WORK ITEM: Each of the records below must be reproduced verbatim.

(Referring expression data)
▼▼▼

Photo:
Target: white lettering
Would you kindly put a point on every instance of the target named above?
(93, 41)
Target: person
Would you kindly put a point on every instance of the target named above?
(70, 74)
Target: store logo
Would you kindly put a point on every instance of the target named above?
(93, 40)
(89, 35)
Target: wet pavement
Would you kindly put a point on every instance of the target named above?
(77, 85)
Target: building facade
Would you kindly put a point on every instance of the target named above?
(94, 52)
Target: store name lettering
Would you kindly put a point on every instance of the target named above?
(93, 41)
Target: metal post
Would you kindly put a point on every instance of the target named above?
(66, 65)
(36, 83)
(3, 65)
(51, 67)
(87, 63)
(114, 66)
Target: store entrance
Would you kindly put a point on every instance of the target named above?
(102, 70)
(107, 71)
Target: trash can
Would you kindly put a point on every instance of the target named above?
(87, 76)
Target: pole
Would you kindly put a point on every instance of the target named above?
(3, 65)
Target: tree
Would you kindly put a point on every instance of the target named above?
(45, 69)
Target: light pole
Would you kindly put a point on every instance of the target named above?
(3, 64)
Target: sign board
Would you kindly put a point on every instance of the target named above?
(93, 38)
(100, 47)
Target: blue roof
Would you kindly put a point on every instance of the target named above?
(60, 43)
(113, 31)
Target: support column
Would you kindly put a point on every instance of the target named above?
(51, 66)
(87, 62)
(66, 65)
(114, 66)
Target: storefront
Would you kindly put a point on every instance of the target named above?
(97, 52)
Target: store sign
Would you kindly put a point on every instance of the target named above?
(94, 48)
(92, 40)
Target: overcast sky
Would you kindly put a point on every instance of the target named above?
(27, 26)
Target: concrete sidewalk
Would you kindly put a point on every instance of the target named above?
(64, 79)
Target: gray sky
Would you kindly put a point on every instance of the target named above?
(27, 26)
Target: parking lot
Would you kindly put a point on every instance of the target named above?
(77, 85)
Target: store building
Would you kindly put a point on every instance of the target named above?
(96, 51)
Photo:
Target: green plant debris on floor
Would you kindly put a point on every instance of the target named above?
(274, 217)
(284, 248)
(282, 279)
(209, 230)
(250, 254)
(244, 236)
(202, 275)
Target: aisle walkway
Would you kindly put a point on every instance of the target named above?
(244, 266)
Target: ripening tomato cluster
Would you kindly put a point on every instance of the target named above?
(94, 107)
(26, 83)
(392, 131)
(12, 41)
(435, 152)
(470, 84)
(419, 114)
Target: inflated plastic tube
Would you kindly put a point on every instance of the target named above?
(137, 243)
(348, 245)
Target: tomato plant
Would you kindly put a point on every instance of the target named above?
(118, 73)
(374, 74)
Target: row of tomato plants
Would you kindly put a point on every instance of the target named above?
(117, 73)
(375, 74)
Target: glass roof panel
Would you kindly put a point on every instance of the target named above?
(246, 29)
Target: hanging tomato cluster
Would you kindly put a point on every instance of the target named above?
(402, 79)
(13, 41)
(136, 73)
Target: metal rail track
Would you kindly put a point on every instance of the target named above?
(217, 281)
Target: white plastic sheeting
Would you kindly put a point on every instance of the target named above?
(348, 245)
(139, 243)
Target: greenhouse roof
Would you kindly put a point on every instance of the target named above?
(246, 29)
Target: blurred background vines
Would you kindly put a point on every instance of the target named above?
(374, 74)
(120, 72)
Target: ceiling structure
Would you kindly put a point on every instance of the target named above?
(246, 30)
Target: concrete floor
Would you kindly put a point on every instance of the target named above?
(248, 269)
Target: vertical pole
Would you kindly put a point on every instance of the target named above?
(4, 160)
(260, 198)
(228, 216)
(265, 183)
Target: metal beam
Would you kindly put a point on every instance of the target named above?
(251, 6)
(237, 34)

▲▲▲

EXERCISE ANSWER:
Photo:
Target: white lettering
Would you kindly put a point on every instance of the target named above?
(93, 41)
Target: person
Would you kindly put a point on every instance of the target named above?
(70, 74)
Target: store logo
Would you kindly put a point on every instance of the target named above?
(93, 40)
(89, 35)
Target: wet pavement
Would you kindly put a point on every instance of the target named above?
(77, 85)
Target: building facade
Would you kindly put a point on every instance of the target named above?
(94, 52)
Target: store name lettering
Would you kindly put a point on every instance of the target named above?
(93, 41)
Target: metal post
Would you kindly put a point on every instance of the target named above?
(66, 65)
(36, 83)
(3, 65)
(51, 67)
(87, 63)
(114, 66)
Target: store entrance
Would you kindly put a point on every instance of the target named above?
(102, 70)
(107, 71)
Target: trash can
Would you kindly put a point on every instance of the target named above?
(87, 76)
Target: pole
Would you kindly put a point on every instance of the target named above?
(3, 65)
Target: tree
Would you kindly put a point on every instance of the target named above?
(45, 69)
Target: light pole
Would you kindly put a point on every instance of the target named above?
(3, 64)
Target: sign board
Would you kindly put a point on every instance of the target named above?
(93, 38)
(100, 47)
Target: blue roof
Would you kindly put a point on every instance of the target named above?
(60, 43)
(113, 31)
Target: support column
Would you kindly put a point on every instance of the target named above?
(51, 66)
(87, 62)
(66, 65)
(114, 66)
Target: storefront
Would you kindly put a point on every instance of the target named above?
(97, 52)
Target: store sign
Would you kindly put a point on every instance of the target named above?
(94, 48)
(92, 40)
Target: overcast sky
Would you kindly put a point on every instance of the target named above?
(27, 26)
Target: concrete sidewalk
Would you kindly put a point on every instance of the target named above?
(64, 79)
Target: gray sky
Would you kindly put a point on every instance of the target named above?
(27, 26)
Target: parking lot
Would you kindly put a point on every instance of the target named above?
(77, 85)
Target: store building
Would you kindly put a point on every instance of the target named above?
(96, 51)
Photo:
Target: green plant debris on floor
Would you kindly put a point on every instance of the target named above?
(274, 217)
(284, 248)
(282, 279)
(209, 230)
(250, 254)
(244, 236)
(202, 275)
Target: aisle walkway
Would you kindly put a point on every instance of the target named above?
(244, 266)
Target: ripening tomato cluster
Would you kindly put a point on every instance of the target named above?
(94, 107)
(26, 83)
(392, 131)
(12, 41)
(435, 152)
(470, 84)
(419, 114)
Target: inflated plastic tube
Would you kindly put a point on every instance of the target named above?
(137, 243)
(348, 245)
Target: tomato plant
Would you kindly put a point on every instance of the target named above?
(118, 73)
(374, 74)
Target: row of tomato plants
Would you kindly put a point on every instance of the target named above?
(117, 73)
(375, 74)
Target: glass roof panel
Would you kindly put a point on every instance of the target named above?
(246, 29)
Target: hanging tomato cluster
Would you kindly put a point on every instance of the target named above?
(402, 79)
(13, 41)
(136, 73)
Target: metal rail track
Would you kindly put a point on every instance of the target named above?
(217, 281)
Target: white plastic sheeting
Would you kindly put a point on every instance of the target named above?
(348, 245)
(139, 243)
Target: greenhouse roof
Would you kindly put a point on every instance of the target named above?
(246, 29)
Target: blurred background vines
Would you kindly put a point on every instance of the target named above?
(374, 74)
(120, 72)
Target: ceiling structure
Would you kindly put a point on every instance of the target named above?
(246, 30)
Target: concrete floor
Would you kindly put a point on every instance of the target named above?
(248, 269)
Target: vertical pole
Would you kindly put a point on every instance of the target named above?
(4, 160)
(260, 198)
(228, 216)
(265, 183)
Target: metal beam
Would you kindly put a point on every instance of the target named above?
(251, 6)
(237, 34)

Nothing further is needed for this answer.